Data excerpts
..............................

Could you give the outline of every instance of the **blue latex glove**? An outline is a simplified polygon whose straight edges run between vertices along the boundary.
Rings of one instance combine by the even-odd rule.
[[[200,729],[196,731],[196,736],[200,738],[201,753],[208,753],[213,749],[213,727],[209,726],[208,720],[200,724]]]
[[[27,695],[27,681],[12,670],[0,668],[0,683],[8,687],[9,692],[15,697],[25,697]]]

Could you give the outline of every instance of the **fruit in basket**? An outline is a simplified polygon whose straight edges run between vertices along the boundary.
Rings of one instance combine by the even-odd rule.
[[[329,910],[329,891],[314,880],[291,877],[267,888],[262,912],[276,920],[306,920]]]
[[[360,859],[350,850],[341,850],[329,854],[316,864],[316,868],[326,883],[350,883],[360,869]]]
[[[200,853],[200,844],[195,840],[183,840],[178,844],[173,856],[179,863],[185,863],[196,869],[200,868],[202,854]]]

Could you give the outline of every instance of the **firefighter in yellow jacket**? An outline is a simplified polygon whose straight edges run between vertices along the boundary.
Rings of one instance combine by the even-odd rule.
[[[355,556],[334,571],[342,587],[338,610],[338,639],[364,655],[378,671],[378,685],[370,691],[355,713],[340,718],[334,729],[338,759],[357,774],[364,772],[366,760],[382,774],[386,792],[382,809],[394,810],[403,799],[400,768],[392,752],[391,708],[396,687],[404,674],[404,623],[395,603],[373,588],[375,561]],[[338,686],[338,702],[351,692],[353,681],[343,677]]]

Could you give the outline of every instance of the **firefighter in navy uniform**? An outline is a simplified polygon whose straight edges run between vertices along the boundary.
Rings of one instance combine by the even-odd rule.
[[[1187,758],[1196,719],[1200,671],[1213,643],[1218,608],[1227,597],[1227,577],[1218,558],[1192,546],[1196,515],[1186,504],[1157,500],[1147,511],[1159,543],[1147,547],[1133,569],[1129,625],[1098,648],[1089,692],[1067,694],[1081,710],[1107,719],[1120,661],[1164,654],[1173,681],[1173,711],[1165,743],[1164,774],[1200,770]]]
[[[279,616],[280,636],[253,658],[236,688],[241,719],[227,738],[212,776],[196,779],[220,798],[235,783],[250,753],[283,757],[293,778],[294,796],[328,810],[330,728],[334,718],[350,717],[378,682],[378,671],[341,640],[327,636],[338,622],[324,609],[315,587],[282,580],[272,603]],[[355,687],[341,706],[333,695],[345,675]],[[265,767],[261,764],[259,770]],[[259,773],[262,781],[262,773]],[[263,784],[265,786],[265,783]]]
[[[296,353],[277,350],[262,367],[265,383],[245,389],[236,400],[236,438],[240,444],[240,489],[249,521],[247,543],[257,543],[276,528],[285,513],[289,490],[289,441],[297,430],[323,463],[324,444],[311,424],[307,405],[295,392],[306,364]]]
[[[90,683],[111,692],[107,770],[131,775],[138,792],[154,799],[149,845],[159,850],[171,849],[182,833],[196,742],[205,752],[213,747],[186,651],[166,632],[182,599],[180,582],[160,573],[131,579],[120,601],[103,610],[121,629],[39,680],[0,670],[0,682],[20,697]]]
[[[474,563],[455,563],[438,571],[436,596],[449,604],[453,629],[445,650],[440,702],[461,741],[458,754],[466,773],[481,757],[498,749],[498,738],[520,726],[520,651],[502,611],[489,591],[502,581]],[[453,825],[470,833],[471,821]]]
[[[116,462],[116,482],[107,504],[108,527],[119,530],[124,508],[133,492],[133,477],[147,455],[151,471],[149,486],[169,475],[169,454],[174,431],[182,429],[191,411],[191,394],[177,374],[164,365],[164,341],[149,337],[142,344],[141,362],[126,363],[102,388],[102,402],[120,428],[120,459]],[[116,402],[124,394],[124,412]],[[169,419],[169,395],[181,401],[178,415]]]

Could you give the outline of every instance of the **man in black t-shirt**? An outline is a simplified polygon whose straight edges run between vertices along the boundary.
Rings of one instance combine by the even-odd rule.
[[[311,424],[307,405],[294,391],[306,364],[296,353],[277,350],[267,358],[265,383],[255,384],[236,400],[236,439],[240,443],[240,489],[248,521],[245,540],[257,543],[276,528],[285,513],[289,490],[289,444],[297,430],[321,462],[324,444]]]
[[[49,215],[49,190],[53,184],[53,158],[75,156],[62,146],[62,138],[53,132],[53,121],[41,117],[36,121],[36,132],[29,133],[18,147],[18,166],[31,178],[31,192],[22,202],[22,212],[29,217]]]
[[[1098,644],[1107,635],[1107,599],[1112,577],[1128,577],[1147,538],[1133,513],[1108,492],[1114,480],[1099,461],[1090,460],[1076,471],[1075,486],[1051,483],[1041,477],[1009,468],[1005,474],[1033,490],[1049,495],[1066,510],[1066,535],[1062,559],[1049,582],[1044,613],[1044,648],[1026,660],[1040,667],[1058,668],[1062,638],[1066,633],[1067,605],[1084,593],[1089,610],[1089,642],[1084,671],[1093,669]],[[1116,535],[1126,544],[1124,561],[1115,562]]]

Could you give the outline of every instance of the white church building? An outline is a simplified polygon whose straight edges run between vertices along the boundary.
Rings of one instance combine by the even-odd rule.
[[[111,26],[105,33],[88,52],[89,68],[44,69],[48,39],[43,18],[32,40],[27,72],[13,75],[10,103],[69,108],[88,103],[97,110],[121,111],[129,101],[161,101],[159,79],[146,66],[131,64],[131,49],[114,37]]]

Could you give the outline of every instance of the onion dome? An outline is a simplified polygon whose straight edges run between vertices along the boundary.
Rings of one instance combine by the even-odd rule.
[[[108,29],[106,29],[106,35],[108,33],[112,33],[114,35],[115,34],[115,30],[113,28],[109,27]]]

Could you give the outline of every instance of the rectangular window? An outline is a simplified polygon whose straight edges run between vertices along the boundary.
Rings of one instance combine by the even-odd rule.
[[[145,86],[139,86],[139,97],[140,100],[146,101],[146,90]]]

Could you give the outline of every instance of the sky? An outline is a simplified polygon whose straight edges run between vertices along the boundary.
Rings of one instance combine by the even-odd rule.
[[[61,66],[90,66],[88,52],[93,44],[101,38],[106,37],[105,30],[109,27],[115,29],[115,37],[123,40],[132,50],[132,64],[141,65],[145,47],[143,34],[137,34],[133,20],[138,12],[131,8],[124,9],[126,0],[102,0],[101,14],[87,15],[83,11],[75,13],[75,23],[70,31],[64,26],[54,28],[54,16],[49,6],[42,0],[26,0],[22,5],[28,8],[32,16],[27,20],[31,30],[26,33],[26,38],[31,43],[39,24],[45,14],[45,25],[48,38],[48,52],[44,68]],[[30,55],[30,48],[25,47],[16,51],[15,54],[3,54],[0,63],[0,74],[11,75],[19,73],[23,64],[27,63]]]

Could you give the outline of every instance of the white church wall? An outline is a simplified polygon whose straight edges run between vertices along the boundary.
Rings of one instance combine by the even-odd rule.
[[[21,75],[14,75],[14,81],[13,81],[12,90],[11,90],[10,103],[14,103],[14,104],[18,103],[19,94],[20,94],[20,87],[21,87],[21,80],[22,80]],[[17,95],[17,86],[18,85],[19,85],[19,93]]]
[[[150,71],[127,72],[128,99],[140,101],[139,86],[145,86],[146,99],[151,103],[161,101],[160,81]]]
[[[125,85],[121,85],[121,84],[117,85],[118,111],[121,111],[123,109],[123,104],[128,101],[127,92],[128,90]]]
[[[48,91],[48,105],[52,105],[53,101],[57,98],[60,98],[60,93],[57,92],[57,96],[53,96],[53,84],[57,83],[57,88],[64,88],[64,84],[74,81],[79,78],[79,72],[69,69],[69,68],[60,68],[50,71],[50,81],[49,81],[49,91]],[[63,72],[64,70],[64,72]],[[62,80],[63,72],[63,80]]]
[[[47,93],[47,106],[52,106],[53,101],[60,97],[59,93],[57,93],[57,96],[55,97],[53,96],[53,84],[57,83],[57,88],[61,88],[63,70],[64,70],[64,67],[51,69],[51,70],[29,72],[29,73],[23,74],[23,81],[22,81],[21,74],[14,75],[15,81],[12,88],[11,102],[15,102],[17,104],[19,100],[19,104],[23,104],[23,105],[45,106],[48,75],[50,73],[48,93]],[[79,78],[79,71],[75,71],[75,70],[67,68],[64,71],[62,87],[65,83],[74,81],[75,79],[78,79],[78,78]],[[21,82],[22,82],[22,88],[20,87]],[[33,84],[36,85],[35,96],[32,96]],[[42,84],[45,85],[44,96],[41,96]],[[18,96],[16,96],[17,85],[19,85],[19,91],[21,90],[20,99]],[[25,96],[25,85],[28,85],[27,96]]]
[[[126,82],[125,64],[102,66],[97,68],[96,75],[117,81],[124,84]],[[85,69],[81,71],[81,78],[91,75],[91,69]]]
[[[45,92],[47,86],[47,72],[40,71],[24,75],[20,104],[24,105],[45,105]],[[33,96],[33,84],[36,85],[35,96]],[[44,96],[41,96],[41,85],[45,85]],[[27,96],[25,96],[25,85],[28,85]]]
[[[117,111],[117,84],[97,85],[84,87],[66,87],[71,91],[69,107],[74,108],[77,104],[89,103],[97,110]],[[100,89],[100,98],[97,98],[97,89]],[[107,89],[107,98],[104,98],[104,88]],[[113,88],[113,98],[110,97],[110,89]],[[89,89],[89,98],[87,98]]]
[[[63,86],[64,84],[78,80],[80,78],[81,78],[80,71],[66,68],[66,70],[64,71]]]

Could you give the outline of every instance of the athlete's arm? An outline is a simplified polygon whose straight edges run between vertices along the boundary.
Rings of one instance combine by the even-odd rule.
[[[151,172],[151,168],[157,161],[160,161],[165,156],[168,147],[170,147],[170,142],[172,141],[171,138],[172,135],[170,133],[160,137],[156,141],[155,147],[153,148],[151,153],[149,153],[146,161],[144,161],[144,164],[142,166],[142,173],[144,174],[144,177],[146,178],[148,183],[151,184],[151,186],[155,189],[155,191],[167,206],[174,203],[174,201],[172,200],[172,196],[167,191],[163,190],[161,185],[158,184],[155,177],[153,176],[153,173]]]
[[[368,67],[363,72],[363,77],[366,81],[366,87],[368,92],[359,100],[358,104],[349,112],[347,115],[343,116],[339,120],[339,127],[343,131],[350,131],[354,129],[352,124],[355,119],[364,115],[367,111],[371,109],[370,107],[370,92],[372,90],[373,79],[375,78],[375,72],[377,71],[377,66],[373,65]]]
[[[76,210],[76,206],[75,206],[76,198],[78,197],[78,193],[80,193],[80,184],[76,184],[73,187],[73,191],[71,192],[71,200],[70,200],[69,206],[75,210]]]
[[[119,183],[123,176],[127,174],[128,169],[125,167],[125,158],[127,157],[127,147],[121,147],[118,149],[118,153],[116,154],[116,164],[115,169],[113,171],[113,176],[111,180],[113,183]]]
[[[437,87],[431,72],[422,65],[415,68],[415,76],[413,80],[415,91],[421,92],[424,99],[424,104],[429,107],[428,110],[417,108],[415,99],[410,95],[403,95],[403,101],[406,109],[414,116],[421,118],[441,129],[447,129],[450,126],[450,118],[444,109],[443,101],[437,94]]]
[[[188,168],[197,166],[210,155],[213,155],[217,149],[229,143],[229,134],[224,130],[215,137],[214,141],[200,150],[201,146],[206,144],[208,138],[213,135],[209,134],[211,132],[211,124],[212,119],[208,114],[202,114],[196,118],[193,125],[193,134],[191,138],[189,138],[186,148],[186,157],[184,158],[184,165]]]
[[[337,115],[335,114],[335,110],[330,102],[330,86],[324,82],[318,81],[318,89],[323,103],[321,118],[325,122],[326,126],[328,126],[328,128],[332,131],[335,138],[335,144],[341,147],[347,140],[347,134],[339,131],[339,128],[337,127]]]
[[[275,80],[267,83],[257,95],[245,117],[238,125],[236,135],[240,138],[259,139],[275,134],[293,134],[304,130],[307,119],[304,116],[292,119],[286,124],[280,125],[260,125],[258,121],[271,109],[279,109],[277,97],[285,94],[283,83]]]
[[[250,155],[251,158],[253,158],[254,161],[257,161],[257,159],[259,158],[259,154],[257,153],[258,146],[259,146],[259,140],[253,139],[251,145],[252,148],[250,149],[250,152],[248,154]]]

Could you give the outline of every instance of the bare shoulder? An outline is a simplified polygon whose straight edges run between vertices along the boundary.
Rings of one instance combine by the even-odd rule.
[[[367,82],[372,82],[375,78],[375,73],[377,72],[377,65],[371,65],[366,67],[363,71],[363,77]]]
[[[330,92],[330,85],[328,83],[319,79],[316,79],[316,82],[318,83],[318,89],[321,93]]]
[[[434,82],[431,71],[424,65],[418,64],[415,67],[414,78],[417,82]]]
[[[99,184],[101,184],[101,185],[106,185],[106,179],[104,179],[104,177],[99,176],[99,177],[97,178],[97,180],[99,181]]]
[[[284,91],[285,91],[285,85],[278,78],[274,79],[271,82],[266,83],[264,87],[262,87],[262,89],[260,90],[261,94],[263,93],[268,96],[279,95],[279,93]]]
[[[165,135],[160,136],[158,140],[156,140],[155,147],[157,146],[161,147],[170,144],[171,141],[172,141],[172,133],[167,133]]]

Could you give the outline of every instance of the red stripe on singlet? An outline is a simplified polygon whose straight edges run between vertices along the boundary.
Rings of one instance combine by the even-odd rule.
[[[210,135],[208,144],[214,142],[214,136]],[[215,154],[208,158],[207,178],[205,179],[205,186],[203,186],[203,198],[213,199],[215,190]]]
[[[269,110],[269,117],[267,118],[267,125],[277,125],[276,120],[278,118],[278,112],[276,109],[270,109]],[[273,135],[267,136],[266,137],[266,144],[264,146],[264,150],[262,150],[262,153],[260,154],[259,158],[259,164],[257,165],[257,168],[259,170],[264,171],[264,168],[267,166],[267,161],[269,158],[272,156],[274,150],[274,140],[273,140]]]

..............................

## [EXERCISE DIRECTIONS]
Could you restate word for word the lines above from the one containing "Could you give the outline of every instance of the onion" through the one containing "Could you give the outline of every instance of the rectangular", both included, and nothing else?

## [COMPLETED TASK]
Could you give the outline of every instance of the onion dome? An outline is a simplified polygon whose straight edges run between vertices along the boundary.
Rings of one instance combine by the even-odd rule.
[[[108,29],[106,29],[106,35],[108,33],[112,33],[114,35],[115,34],[115,30],[113,28],[109,27]]]

Could you give the outline of every instance of the rectangular window? An outline is a simplified polygon whose straight edges run between vertices along the boundary.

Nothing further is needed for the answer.